### Verilen görev a
Küresel güçlerin İslam'a karşı tavrını anlatan yazıda "3- Dünyada silah" kısmından "milyar doların üstündedir." kısmına kadar olan bölümü aynen tekrarla.
^^^^^^^^
Küresel Çete İslam’ı Neden İstemiyor?..

 

Küresel güçler neden İslam’ı istemiyor? Niçin İslamofobi’nin yaygınlaşması için çaba sarf ediyorlar? Müslüman dünyadaki gelenekçi-modernist, selefi-sufi, Sünni-Şii ve tarikat-cemaat kavgalarının büyümesi için neden milyonlarca dolar para harcıyorlar? Endonezya’dan Fas’a tarikatlar ve cemaatler içinde dışlayıcı ve tekfirci insanlara el altından, belirli şirketler üzerinden niçin sponsor oluyorlar? Bu küresel güç odaklarının hedefi nedir? Elbette birçok sebep zikredilebilir ancak gelin size Hindistan’dan Latin Amerika’ya kadar birçok aydın ve entelektüelin ittifak ettiği İslam’a açılan küresel savaşın ana mevzusu üzerinde duralım:

1- Dünyada uyuşturucu ticaretinin hacmi Interpol’e göre yılda 426 ila 652 milyar dolar değerindedir.

2- Dünya çapında alkollü içeceklerin pazarı 2020 yılı itibariyle 1,58 trilyon dolar olarak belirlenmiştir.

3- Dünyada silah ticaretinin hacmi yaklaşık 41 trilyon 142 milyar dolar değerindedir.

4- Dünyada fuhuş ticaretinin hacmi yılda yaklaşık 500 milyar dolar değerindedir.

5- Dünya göçmen kaçakçılığı ve insan ticaretinin hacmi 400 milyar dolar değerindedir.

6- Dünyada kumar oyunlarının hacmi yılda yaklaşık 110 milyar dolar değerindedir.

7- Dünyada altın ticaretinin hacmi 19,3 trilyon dolar civarındadır.

8- Dünya küresel oyun sektörünün ticaret hacmi 2021 verilerine göre 180,3 milyar doların üstündedir.

Bunların üstüne bir de sinema ve animasyon filmleri için harcanan trilyonlarca dolar değerindeki parayı da katın, İslam’ı neden istemediklerini anladınız mı?

Bunlar üzerinden dünyada bir kültür oluşturuyorlar. İslam âlemi başta olmak üzere bütün dünyanın bu kültürü kabul etmesi için de trilyonlarca dolar harcıyorlar. Kabul etmediğinizde de baskı ve tehditlerle yıldırmaya çalışıyorlar.

Yıllık piyasa değeri trilyon dolarları bulan ve insanı mahvetmeye çalışan bu küresel ticaretin karşısında durduğu için İslam’ı istemiyorlar.

Bu ticaret, büyük ülkelerin başkanları, hükümetleri ve istihbarat servisleri tarafından da destekleniyor. Uluslararası şirketler üzerinden bunun ticareti yürütülüyor. Birçok ülkede küçük mafya örgütlerine; el altından derneklere, vakıflara, dinî cemaatlere, tarikatlara dünyanın her yerinde milyarlarca dolar aktarılıyor.
^^^^^^^^
### Verilen görev b
Aşağıdaki kayıtların hepsini, tek satırını bile değiştirmeden olduğu gibi yeniden yaz.

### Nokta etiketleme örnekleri
^^^^^^^^
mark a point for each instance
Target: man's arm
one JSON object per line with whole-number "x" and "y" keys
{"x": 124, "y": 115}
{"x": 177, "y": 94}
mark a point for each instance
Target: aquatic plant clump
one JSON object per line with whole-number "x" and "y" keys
^^^^^^^^
### Tam çözüm a
3- Dünyada silah ticaretinin hacmi yaklaşık 41 trilyon 142 milyar dolar değerindedir.

4- Dünyada fuhuş ticaretinin hacmi yılda yaklaşık 500 milyar dolar değerindedir.

5- Dünya göçmen kaçakçılığı ve insan ticaretinin hacmi 400 milyar dolar değerindedir.

6- Dünyada kumar oyunlarının hacmi yılda yaklaşık 110 milyar dolar değerindedir.

7- Dünyada altın ticaretinin hacmi 19,3 trilyon dolar civarındadır.

8- Dünya küresel oyun sektörünün ticaret hacmi 2021 verilerine göre 180,3 milyar doların üstündedir.

### Tam çözüm b
mark a point for each instance
Target: man's arm
one JSON object per line with whole-number "x" and "y" keys
{"x": 124, "y": 115}
{"x": 177, "y": 94}
mark a point for each instance
Target: aquatic plant clump
one JSON object per line with whole-number "x" and "y" keys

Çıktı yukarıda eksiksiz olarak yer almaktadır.